## Assignment
Give the records once more, exactly as they stand.

Available data Block Start

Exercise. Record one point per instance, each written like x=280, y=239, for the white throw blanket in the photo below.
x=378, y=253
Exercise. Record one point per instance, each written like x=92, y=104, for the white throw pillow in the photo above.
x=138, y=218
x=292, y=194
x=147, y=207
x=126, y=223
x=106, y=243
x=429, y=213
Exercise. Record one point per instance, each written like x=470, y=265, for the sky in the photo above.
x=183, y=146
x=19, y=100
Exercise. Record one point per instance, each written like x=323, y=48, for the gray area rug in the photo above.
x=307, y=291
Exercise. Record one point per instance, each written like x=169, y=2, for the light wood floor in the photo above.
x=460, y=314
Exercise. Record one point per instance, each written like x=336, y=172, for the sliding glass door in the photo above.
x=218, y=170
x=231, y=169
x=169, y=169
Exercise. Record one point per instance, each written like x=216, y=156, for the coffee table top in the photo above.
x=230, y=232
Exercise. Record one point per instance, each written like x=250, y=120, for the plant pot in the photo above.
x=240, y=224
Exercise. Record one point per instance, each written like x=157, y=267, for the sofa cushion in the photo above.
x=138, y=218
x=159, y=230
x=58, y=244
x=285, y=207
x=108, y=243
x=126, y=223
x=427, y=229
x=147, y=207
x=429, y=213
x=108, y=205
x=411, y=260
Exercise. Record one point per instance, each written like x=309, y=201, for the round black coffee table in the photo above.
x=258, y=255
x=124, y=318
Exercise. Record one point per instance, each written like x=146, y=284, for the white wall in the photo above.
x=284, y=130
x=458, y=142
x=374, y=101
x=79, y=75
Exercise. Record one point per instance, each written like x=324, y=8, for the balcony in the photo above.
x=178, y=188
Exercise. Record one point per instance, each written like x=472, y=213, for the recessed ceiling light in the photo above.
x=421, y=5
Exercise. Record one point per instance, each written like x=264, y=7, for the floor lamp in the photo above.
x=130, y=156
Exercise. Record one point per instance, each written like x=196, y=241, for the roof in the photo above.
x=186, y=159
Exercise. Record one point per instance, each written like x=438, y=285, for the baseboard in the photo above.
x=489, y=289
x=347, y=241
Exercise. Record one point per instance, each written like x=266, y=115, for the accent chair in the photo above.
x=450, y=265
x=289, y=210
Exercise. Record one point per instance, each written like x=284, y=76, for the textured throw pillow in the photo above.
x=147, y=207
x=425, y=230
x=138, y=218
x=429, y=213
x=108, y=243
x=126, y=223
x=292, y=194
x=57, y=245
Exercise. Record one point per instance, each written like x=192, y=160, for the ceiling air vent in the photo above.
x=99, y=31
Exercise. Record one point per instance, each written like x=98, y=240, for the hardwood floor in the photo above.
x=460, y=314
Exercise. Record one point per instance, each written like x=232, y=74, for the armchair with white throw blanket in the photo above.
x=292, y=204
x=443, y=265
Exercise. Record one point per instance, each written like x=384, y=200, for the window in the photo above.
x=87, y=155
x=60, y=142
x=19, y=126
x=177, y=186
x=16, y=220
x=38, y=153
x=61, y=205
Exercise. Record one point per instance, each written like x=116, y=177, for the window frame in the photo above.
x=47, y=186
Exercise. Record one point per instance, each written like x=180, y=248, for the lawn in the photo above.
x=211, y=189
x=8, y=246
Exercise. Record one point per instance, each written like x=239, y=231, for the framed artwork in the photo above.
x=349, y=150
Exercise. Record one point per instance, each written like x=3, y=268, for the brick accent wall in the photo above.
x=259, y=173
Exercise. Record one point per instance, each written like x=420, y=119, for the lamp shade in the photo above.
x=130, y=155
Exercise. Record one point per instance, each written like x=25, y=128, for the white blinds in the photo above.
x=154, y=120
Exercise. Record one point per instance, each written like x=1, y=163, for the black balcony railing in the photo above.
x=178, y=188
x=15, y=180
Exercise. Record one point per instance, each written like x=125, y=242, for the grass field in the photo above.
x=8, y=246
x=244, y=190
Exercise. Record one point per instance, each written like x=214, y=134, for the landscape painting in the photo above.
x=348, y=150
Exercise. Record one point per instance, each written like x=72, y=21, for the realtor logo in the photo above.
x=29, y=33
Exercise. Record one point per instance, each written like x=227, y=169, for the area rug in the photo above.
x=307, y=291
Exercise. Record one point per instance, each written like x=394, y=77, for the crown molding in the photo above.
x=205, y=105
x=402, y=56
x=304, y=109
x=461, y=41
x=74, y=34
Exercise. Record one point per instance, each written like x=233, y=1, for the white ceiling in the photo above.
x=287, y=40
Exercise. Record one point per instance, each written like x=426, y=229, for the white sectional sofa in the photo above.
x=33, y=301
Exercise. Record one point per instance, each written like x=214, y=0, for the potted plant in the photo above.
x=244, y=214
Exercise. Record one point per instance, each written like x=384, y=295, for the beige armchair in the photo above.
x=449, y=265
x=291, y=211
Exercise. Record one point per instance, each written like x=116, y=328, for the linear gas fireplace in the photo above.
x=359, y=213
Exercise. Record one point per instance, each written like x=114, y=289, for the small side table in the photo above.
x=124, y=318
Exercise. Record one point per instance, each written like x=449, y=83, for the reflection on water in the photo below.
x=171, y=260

Available data Block End

## Task answer
Exercise. Record one point per instance, each written like x=280, y=239, for the white throw blanket in the photo below.
x=378, y=253
Exercise. Record one point per instance, each written like x=92, y=104, for the white throw pillow in the photo above.
x=138, y=218
x=292, y=194
x=147, y=207
x=126, y=223
x=106, y=243
x=429, y=213
Exercise. Record one point per instance, each written like x=470, y=265, for the sky in the photo above.
x=183, y=146
x=19, y=100
Exercise. Record one point per instance, each written like x=323, y=48, for the gray area rug in the photo above.
x=307, y=291
Exercise. Record one point per instance, each written like x=169, y=2, for the light wood floor in the photo above.
x=460, y=314
Exercise. Record one point per instance, each written like x=336, y=172, for the sliding glass door in the photo above.
x=218, y=170
x=231, y=169
x=169, y=169
Exercise. Record one point per instance, each written like x=216, y=156, for the coffee table top in the photo above.
x=230, y=232
Exercise. Record one point per instance, each written like x=250, y=120, for the plant pot in the photo above.
x=240, y=224
Exercise. Record one point per instance, each written like x=157, y=267, for the sofa cushion in the photo above.
x=138, y=218
x=159, y=230
x=58, y=244
x=285, y=207
x=108, y=243
x=126, y=223
x=427, y=229
x=147, y=207
x=429, y=213
x=108, y=205
x=411, y=260
Exercise. Record one point per instance, each written like x=309, y=201, for the round black coffee table in the photo above.
x=258, y=255
x=124, y=318
Exercise. Record one point per instance, each written like x=146, y=284, for the white wall in the photo above.
x=284, y=130
x=458, y=142
x=374, y=101
x=79, y=75
Exercise. Record one point per instance, each written like x=324, y=8, for the balcony in the photo above.
x=178, y=188
Exercise. Record one point per instance, each written like x=472, y=213, for the recessed ceiling light in the photo above.
x=421, y=5
Exercise. Record one point per instance, each written like x=264, y=7, for the floor lamp in the photo above.
x=130, y=156
Exercise. Record one point per instance, each written like x=196, y=241, for the roof in the photo above.
x=186, y=159
Exercise. Record one point per instance, each written like x=438, y=285, for the baseboard in the photo above.
x=489, y=289
x=347, y=241
Exercise. Record one point per instance, each written like x=266, y=115, for the accent chair in the photo above.
x=450, y=265
x=289, y=210
Exercise. Record one point per instance, each written like x=284, y=76, for the textured throw pillow in the photo above.
x=147, y=207
x=425, y=230
x=138, y=218
x=429, y=213
x=108, y=243
x=126, y=223
x=292, y=194
x=57, y=245
Exercise. Record one point per instance, each written like x=192, y=160, for the ceiling air vent in the photo above.
x=99, y=31
Exercise. Record one point per instance, each written like x=98, y=240, for the hardwood floor in the photo above.
x=460, y=314
Exercise. Record one point per instance, each written like x=232, y=74, for the armchair with white throw blanket in the photo above.
x=292, y=204
x=443, y=265
Exercise. Record one point per instance, each written like x=384, y=200, for the window in the photo above.
x=87, y=155
x=60, y=142
x=19, y=126
x=177, y=186
x=16, y=220
x=38, y=153
x=61, y=205
Exercise. Record one point per instance, each written like x=116, y=177, for the window frame in the photo above.
x=47, y=186
Exercise. Record one point per instance, each written like x=180, y=248, for the lawn in the photo above.
x=211, y=189
x=8, y=246
Exercise. Record one point per instance, each written like x=239, y=231, for the framed artwork in the photo above.
x=349, y=150
Exercise. Record one point per instance, each written like x=3, y=268, for the brick accent wall in the photo above.
x=259, y=173
Exercise. Record one point per instance, each written like x=420, y=119, for the lamp shade in the photo above.
x=130, y=155
Exercise. Record one point per instance, each written like x=25, y=128, for the white blinds in the photo above.
x=154, y=120
Exercise. Record one point per instance, each written like x=1, y=163, for the black balcony railing in the photo above.
x=178, y=188
x=15, y=180
Exercise. Record one point per instance, each written like x=125, y=242, for the grass field in the photo above.
x=8, y=246
x=244, y=190
Exercise. Record one point per instance, each written like x=214, y=134, for the landscape painting in the photo above.
x=348, y=150
Exercise. Record one point per instance, each written like x=72, y=21, for the realtor logo in the photo above.
x=29, y=33
Exercise. Record one point per instance, each written like x=227, y=169, for the area rug in the photo above.
x=307, y=291
Exercise. Record one point per instance, each written like x=394, y=77, for the crown molding in the photo above.
x=205, y=105
x=402, y=56
x=304, y=109
x=461, y=41
x=74, y=34
Exercise. Record one point per instance, each written like x=233, y=1, for the white ceiling in the photo above.
x=287, y=40
Exercise. Record one point per instance, each written like x=426, y=229, for the white sectional sofa in the photo above.
x=33, y=301
Exercise. Record one point per instance, each written like x=214, y=0, for the potted plant in the photo above.
x=244, y=214
Exercise. Record one point per instance, each written like x=384, y=295, for the beige armchair in the photo above.
x=449, y=265
x=291, y=211
Exercise. Record one point per instance, each written like x=116, y=328, for the linear gas fireplace in the photo above.
x=359, y=213
Exercise. Record one point per instance, each written like x=114, y=289, for the small side table in the photo above.
x=124, y=318
Exercise. Record one point per instance, each written like x=449, y=83, for the reflection on water in the photo below.
x=171, y=260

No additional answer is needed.